**Work to be completed**
Find the string "alchemilla" in the material. Copy every line that has it.

**Supplied records**

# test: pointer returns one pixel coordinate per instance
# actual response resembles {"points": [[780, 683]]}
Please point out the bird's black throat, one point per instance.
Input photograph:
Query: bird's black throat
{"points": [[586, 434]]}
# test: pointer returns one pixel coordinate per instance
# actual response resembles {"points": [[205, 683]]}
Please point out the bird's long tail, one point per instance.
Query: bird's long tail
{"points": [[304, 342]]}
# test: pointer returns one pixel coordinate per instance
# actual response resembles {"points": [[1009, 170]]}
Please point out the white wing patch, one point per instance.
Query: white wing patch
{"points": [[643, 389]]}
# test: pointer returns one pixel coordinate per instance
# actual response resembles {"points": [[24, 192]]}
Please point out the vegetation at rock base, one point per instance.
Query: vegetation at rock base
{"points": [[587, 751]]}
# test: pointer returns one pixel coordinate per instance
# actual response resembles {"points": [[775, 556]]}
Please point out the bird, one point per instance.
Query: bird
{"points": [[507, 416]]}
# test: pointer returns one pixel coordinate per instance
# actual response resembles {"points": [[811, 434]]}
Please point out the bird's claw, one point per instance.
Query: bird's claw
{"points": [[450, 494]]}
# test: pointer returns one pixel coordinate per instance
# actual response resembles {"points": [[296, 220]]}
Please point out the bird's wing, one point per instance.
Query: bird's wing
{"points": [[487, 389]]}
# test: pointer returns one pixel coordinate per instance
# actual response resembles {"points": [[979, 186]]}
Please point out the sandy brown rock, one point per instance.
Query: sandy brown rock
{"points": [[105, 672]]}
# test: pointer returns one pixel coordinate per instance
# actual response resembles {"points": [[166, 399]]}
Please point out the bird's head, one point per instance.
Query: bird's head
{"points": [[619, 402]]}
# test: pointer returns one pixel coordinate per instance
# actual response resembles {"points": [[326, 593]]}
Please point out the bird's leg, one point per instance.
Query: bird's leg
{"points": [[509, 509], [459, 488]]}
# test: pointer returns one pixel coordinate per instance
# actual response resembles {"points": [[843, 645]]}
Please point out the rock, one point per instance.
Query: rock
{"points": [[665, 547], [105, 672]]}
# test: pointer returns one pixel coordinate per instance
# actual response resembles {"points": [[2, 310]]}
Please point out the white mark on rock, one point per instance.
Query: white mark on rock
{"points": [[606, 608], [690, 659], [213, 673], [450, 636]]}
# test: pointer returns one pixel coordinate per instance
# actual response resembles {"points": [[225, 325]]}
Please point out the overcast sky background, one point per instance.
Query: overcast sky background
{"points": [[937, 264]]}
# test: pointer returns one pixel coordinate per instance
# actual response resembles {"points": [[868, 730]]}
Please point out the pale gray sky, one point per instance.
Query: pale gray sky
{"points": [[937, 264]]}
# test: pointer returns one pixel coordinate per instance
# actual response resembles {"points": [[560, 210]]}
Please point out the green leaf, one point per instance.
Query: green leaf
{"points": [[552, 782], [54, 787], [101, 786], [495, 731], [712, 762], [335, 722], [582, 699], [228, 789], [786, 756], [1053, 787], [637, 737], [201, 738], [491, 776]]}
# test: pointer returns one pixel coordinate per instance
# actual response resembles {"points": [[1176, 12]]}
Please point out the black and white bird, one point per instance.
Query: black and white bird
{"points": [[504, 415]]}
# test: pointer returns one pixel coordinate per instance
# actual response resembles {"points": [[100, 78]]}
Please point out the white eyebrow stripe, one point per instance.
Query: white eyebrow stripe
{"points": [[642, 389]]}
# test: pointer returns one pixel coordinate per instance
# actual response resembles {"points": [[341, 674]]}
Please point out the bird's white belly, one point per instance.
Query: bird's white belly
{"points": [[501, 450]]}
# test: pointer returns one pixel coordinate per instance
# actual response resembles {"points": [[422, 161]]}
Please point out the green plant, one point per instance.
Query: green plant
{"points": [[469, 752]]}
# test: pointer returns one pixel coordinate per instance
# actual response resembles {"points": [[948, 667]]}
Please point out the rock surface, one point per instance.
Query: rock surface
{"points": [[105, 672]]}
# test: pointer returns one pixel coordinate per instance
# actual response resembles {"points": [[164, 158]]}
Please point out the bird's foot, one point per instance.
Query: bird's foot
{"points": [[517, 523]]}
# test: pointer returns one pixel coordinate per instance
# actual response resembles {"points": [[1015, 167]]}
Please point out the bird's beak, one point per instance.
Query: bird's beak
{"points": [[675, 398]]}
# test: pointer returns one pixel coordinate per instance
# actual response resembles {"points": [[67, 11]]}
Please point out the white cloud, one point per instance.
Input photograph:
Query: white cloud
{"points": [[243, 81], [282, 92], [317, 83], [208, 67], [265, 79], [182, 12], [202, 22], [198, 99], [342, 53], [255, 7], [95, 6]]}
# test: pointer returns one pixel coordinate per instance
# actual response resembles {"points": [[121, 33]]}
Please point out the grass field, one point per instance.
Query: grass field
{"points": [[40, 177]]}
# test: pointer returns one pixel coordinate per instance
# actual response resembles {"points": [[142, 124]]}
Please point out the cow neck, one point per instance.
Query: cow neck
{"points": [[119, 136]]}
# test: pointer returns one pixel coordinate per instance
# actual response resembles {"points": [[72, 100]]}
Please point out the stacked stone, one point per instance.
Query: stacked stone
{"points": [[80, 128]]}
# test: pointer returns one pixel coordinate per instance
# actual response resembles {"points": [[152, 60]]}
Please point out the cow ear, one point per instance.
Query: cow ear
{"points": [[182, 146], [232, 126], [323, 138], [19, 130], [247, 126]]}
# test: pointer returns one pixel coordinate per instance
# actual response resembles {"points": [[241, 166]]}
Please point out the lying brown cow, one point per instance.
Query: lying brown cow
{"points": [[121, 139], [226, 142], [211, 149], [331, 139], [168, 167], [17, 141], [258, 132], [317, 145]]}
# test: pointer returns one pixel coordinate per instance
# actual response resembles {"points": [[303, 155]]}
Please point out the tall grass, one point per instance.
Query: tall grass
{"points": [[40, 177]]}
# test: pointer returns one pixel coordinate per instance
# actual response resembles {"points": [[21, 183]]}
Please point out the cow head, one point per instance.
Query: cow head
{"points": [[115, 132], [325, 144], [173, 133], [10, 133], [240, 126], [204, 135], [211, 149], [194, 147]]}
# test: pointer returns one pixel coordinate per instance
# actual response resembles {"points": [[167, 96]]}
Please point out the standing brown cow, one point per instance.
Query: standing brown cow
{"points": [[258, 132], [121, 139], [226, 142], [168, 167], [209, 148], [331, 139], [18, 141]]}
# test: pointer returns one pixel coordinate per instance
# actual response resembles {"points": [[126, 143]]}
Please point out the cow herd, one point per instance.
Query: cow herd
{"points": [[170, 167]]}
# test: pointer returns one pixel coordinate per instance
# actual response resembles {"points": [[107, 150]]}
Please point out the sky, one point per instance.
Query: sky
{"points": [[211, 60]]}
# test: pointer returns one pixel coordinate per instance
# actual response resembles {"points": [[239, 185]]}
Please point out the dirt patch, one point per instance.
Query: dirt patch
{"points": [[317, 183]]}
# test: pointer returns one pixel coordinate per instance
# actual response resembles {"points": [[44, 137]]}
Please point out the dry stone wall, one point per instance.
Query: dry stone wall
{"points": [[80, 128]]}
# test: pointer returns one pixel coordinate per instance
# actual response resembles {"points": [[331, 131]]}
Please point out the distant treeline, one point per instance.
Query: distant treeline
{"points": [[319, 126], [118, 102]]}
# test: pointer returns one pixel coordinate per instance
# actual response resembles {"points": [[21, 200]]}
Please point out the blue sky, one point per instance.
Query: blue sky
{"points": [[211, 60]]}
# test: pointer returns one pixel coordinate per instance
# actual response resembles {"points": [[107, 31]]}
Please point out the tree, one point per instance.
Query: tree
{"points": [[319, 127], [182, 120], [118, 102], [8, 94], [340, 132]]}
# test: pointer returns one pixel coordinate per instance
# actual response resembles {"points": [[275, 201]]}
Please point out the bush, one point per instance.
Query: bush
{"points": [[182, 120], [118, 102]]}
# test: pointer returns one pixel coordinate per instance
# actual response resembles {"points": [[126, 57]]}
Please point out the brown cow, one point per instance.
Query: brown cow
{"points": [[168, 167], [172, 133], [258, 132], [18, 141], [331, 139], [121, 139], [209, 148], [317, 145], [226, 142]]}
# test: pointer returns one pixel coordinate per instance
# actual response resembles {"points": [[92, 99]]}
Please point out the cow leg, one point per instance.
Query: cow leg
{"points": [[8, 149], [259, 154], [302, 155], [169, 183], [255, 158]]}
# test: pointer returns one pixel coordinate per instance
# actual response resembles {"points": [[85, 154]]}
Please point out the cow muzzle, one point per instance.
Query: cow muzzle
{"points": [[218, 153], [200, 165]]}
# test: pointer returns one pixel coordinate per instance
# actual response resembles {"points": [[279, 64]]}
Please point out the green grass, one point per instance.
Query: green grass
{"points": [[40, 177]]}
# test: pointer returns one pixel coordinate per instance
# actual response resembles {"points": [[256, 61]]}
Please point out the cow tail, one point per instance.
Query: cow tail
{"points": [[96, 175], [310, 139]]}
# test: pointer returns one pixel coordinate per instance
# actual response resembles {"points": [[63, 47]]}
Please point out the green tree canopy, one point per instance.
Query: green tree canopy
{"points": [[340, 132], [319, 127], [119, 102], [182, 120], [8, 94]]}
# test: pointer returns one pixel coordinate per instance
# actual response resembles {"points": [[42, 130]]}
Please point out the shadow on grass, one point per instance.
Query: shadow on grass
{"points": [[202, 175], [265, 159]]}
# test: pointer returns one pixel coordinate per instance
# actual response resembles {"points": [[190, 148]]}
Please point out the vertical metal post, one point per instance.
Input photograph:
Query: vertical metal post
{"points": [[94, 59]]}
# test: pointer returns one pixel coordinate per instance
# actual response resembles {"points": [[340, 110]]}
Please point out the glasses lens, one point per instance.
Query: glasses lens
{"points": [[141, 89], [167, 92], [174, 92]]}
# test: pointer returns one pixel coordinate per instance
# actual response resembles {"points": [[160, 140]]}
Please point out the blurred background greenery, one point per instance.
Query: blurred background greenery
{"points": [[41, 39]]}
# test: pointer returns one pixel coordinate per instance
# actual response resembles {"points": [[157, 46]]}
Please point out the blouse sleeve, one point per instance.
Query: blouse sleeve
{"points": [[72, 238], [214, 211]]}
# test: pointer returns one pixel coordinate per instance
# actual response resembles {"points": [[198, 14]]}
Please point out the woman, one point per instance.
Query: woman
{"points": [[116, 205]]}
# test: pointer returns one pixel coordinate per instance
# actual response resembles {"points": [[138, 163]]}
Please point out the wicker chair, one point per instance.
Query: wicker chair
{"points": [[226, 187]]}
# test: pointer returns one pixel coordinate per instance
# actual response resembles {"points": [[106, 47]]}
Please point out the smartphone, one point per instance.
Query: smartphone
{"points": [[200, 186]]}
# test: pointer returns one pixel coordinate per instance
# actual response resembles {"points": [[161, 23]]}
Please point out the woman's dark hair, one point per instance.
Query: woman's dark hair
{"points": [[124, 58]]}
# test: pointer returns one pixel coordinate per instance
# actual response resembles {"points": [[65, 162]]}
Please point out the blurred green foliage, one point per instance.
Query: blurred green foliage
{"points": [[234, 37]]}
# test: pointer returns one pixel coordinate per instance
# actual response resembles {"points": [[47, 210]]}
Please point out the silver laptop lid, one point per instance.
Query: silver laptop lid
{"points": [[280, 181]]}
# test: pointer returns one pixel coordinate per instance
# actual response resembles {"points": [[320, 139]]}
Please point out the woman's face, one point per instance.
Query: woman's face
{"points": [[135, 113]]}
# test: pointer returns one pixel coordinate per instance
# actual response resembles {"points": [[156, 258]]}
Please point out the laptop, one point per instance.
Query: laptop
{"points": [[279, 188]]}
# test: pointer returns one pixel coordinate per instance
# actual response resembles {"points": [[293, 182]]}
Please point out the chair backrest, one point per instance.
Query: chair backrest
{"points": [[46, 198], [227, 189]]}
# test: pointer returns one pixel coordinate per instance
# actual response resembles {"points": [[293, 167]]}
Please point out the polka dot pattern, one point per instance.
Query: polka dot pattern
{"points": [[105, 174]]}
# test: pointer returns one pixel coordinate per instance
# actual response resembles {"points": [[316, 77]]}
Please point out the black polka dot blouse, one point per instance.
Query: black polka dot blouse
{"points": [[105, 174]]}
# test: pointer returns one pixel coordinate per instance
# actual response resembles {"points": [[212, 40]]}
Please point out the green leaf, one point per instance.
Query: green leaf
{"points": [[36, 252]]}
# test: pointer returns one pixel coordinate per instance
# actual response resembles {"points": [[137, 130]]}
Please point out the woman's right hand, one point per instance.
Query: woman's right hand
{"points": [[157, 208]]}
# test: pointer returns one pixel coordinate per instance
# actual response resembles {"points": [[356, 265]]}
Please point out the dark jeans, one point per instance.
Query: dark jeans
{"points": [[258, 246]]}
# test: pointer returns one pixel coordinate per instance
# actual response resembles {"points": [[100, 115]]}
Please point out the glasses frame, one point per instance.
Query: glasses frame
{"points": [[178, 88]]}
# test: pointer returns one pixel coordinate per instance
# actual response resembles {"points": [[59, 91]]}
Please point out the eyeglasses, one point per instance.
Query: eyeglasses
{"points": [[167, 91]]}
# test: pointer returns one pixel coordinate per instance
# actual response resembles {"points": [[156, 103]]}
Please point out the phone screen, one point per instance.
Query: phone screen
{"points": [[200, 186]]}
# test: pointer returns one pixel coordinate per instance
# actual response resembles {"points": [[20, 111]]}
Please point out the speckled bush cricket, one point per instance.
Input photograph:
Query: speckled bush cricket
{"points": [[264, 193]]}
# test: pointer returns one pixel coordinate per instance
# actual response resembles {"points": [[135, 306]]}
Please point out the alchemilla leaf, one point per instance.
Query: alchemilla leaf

**Answer space**
Please point out the alchemilla leaf, one point per instance.
Query: alchemilla leaf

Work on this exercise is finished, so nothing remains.